# [EXERCISE DETAILS]
Write out every line of the material as it stands, apart from the pictures.

# [ROWS]
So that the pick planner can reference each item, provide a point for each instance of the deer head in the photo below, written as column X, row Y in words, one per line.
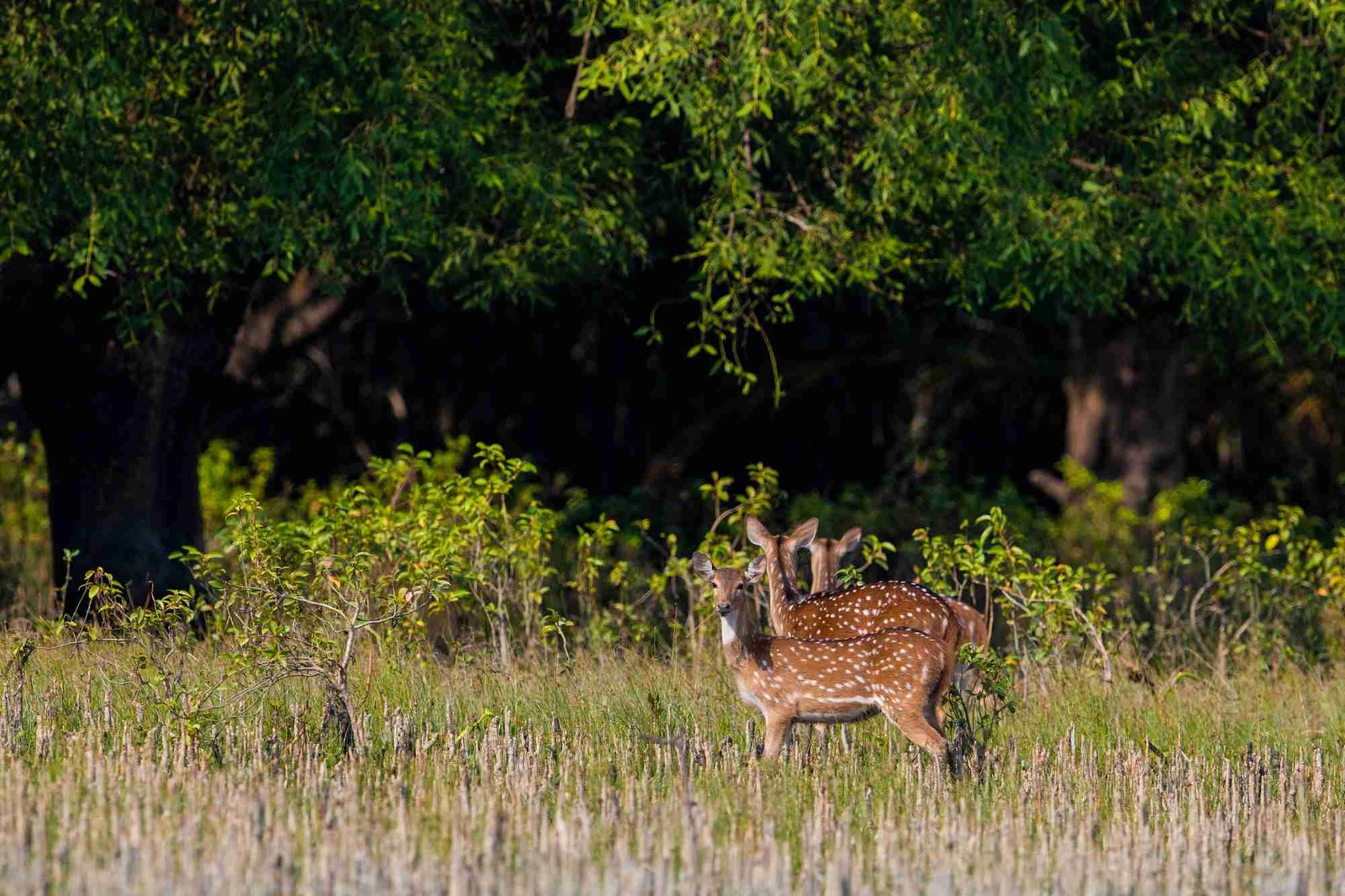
column 730, row 584
column 826, row 555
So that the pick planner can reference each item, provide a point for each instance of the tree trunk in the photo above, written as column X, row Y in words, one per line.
column 121, row 425
column 1127, row 403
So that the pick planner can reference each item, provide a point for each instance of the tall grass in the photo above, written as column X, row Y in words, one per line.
column 636, row 775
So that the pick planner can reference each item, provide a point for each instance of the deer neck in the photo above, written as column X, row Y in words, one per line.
column 824, row 572
column 782, row 575
column 733, row 634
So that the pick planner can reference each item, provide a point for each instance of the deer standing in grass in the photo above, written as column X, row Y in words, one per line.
column 900, row 673
column 826, row 553
column 851, row 613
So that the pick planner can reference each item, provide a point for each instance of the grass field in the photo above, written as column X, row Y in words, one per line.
column 631, row 775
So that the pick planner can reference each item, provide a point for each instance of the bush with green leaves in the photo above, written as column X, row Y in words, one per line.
column 977, row 709
column 1263, row 593
column 1052, row 611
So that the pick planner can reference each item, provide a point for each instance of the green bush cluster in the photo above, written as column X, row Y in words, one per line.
column 459, row 548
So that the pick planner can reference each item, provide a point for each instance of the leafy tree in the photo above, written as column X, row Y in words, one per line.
column 165, row 165
column 1160, row 181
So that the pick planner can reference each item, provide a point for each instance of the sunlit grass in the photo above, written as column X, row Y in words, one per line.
column 629, row 774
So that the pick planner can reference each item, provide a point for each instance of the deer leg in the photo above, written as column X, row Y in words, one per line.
column 777, row 735
column 915, row 724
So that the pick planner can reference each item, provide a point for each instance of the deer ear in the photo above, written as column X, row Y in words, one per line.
column 804, row 533
column 757, row 533
column 757, row 568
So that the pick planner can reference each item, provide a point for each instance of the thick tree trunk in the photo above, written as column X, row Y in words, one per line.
column 1127, row 403
column 123, row 432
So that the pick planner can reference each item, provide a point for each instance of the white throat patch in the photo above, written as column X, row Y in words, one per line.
column 730, row 627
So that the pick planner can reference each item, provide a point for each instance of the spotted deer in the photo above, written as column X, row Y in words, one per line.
column 861, row 609
column 900, row 673
column 826, row 553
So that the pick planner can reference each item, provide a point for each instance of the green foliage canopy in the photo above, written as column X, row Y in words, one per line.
column 174, row 145
column 1067, row 158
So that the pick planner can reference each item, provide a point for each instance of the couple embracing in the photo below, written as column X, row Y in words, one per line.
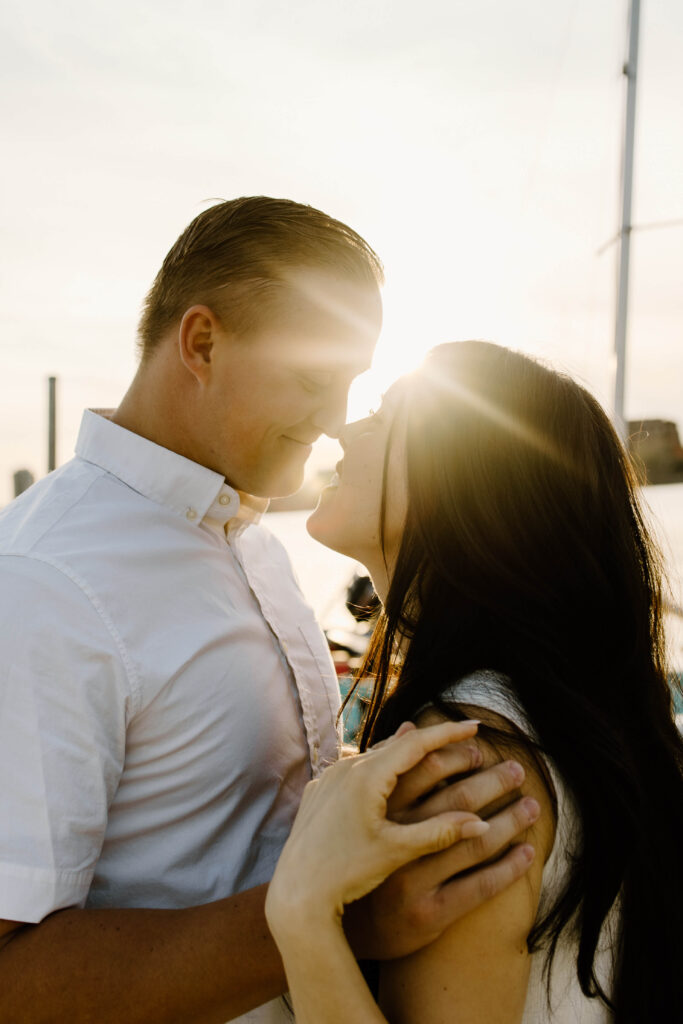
column 508, row 847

# [ANSWER IN FULL]
So that the pick planner can reference each item, provide a point for each instance of the deer head in the photo below, written as column X, row Y in words, one per line.
column 730, row 584
column 826, row 555
So that the pick planner can reference each item, provide a point for each instance of the tree trunk in the photo above, written as column X, row Y in words, one per line.
column 121, row 425
column 1127, row 403
So that the pick planner can reference each item, provide a point for each instance of the tall grass in the photo above, written as column X, row Y in words, one per line.
column 636, row 775
So that the pick planner can reference each item, provide a point for each instance of the deer neck in the photo above, written as column X, row Y in words, one per line.
column 824, row 572
column 782, row 575
column 733, row 634
So that the pick planner can reference each item, provide a point for each instance of the deer standing in grass in the photo above, written as column X, row Y in words, one per line.
column 900, row 673
column 826, row 553
column 851, row 613
So that the pick planner can reference each item, provide a point for each instance of the grass field in the photo above, written as column X, row Y in words, one per line.
column 631, row 775
So that the pick planner can reference each item, provide a point for each instance of the bush with green leaves in the photo above, written as column X, row Y in words, one per line.
column 977, row 709
column 1263, row 593
column 1052, row 611
So that the pick planner can reference each item, provide a point for each instance of the green bush cluster in the photo above, written as column X, row Y in words, one per line.
column 459, row 548
So that the pick planner can reference each item, provide a point for each instance of the leafy tree in the photo above, written as column X, row Y in words, one per line.
column 165, row 165
column 1160, row 181
So that the pick planner can reference each item, provide a point for each instance of the sunlit grass in the photo above, written as column X, row Y in words, one per line.
column 629, row 774
So that the pick planner can reference each item, provide a point for each instance of the deer leg in the photo above, written as column X, row Y in words, one per line.
column 777, row 735
column 915, row 724
So that the pick planner can reference each item, provide a point for each instance of the deer ear in the photo above, written as column X, row Y in words, one per line.
column 804, row 533
column 757, row 533
column 757, row 568
So that the pick planner can reference each item, provide a point for each instance of the thick tree trunk in the photo above, written as column X, row Y in words, one per line.
column 1127, row 403
column 123, row 432
So that the pick planner can reference each item, provide a point for each instance of the white throat patch in the photo above, written as column X, row Y in words, one per line.
column 730, row 627
So that the pick planner can reference each item, provide a point for each instance of the spotted deer in the photo above, written as column X, row Y in words, one per line.
column 861, row 609
column 900, row 673
column 826, row 553
So that the pick planner can reference each item, provide a point for each instance of the green foliage canopy in the photo above, written as column X, row Y in words, one per line.
column 174, row 145
column 1067, row 158
So that the pick planner can reference each item, provide a point for each instance of the couple embracing in the photo below, written as column X, row Y in words, one per line.
column 508, row 847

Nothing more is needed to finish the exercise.